#### Tujuan Anda:
Ketik ulang seluruh catatan di bawah ini tanpa mengubah satu karakter pun.

╭─ Catatan yang Digunakan

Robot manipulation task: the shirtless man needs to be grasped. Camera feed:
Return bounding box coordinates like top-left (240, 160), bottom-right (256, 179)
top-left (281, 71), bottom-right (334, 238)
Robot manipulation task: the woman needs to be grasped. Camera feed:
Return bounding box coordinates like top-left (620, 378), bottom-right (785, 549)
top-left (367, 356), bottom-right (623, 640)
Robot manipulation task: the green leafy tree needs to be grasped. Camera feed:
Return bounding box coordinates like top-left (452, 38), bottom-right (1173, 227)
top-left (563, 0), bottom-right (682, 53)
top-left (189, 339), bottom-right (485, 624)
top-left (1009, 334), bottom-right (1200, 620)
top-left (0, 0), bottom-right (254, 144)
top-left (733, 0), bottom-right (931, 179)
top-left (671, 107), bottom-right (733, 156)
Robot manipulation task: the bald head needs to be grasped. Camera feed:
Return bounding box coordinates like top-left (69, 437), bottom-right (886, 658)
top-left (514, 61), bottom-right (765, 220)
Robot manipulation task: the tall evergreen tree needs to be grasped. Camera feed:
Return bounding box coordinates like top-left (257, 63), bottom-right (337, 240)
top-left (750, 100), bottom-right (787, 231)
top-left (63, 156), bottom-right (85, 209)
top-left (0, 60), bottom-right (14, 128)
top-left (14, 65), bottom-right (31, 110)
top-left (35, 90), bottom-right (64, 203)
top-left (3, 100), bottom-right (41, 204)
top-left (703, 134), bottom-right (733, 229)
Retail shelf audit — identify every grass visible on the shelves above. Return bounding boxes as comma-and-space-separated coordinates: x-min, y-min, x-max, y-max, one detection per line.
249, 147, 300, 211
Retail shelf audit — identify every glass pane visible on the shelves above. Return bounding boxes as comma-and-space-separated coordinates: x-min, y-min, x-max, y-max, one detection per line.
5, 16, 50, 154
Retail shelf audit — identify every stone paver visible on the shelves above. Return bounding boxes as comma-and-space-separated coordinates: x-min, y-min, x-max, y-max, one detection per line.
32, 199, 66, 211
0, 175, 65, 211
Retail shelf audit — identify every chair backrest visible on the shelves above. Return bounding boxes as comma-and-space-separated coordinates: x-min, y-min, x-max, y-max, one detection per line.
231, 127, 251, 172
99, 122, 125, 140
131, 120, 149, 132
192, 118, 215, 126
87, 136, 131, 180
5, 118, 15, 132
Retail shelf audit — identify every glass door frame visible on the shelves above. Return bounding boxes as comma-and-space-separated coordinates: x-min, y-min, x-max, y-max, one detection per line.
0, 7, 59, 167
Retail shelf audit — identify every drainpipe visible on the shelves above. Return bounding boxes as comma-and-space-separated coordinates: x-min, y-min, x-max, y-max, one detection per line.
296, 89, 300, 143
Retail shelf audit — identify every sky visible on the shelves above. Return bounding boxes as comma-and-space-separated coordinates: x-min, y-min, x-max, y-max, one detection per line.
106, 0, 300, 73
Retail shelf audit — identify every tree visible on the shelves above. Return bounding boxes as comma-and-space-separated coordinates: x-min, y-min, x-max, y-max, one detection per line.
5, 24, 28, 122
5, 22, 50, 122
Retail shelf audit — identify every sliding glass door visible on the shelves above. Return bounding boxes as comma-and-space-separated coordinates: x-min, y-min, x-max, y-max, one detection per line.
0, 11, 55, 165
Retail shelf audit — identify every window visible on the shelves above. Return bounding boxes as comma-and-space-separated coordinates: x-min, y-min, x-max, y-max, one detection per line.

╰─

#### Hasil yang Benar:
Robot manipulation task: the shirtless man needs to be grasped. Camera feed:
Return bounding box coordinates like top-left (240, 160), bottom-right (256, 179)
top-left (281, 71), bottom-right (334, 238)
Robot manipulation task: the woman needs to be grasped. Camera feed:
Return bounding box coordinates like top-left (620, 378), bottom-right (785, 549)
top-left (367, 356), bottom-right (623, 640)
Robot manipulation task: the green leafy tree needs to be grasped. Camera feed:
Return bounding box coordinates like top-left (452, 38), bottom-right (1173, 227)
top-left (563, 0), bottom-right (682, 53)
top-left (189, 339), bottom-right (485, 624)
top-left (1009, 334), bottom-right (1200, 620)
top-left (0, 0), bottom-right (254, 144)
top-left (733, 0), bottom-right (931, 179)
top-left (671, 107), bottom-right (733, 156)
Robot manipulation task: the bald head needs to be grasped. Camera feed:
Return bounding box coordinates like top-left (69, 437), bottom-right (886, 658)
top-left (514, 61), bottom-right (765, 220)
Robot manipulation task: the tall evergreen tree needs to be grasped. Camera feed:
Return bounding box coordinates like top-left (257, 63), bottom-right (337, 240)
top-left (750, 100), bottom-right (787, 231)
top-left (63, 156), bottom-right (85, 209)
top-left (0, 60), bottom-right (14, 128)
top-left (14, 65), bottom-right (31, 110)
top-left (35, 90), bottom-right (64, 203)
top-left (3, 100), bottom-right (41, 204)
top-left (703, 134), bottom-right (733, 229)
Retail shelf audit — identify every grass visible on the shelves above. Return bounding boxes as comma-and-space-separated coordinates: x-min, y-min, x-max, y-max, one detection per line.
249, 147, 300, 211
Retail shelf audit — identify every glass pane visible on the shelves above. Return bounding boxes as comma-and-space-separated coordinates: x-min, y-min, x-max, y-max, one detection per line.
5, 16, 50, 154
Retail shelf audit — identify every stone paver visible on the shelves above. Return bounding boxes as comma-and-space-separated coordinates: x-min, y-min, x-max, y-max, one detection per line.
32, 199, 66, 211
0, 175, 65, 211
Retail shelf audit — identify every chair backrest visible on the shelves above. Return bounding boxes as comma-and-space-separated coordinates: x-min, y-min, x-max, y-max, one detection per line.
231, 127, 251, 172
99, 122, 125, 140
131, 120, 149, 132
192, 118, 215, 126
87, 136, 131, 180
5, 118, 15, 132
Retail shelf audit — identify every glass door frame visible on the shelves above. Return bounding boxes as comma-and-space-separated coordinates: x-min, y-min, x-max, y-max, one detection per line.
0, 7, 59, 167
Retail shelf audit — identify every drainpipe visible on the shelves above. Return bounding boxes as comma-and-space-separated coordinates: x-min, y-min, x-max, y-max, one detection per line.
296, 89, 300, 143
Retail shelf audit — identify every sky visible on the shelves above. Return bounding boxes as comma-and-space-separated coordinates: x-min, y-min, x-max, y-max, one detection per line.
106, 0, 300, 73
Retail shelf audit — identify every tree visible on the shelves above. Return bounding boxes as comma-and-space-separated coordinates: x-min, y-min, x-max, y-max, one detection per line.
5, 24, 28, 122
5, 22, 50, 122
Retail shelf audit — identify every sliding glass door visible on the shelves above. Return bounding boxes as comma-and-space-separated coordinates: x-min, y-min, x-max, y-max, one detection per line.
0, 11, 55, 165
Retail shelf audit — identify every window visible on the shelves above. Return bounding boxes as comma-and-space-separated coordinates: x-min, y-min, x-max, y-max, one detection per line.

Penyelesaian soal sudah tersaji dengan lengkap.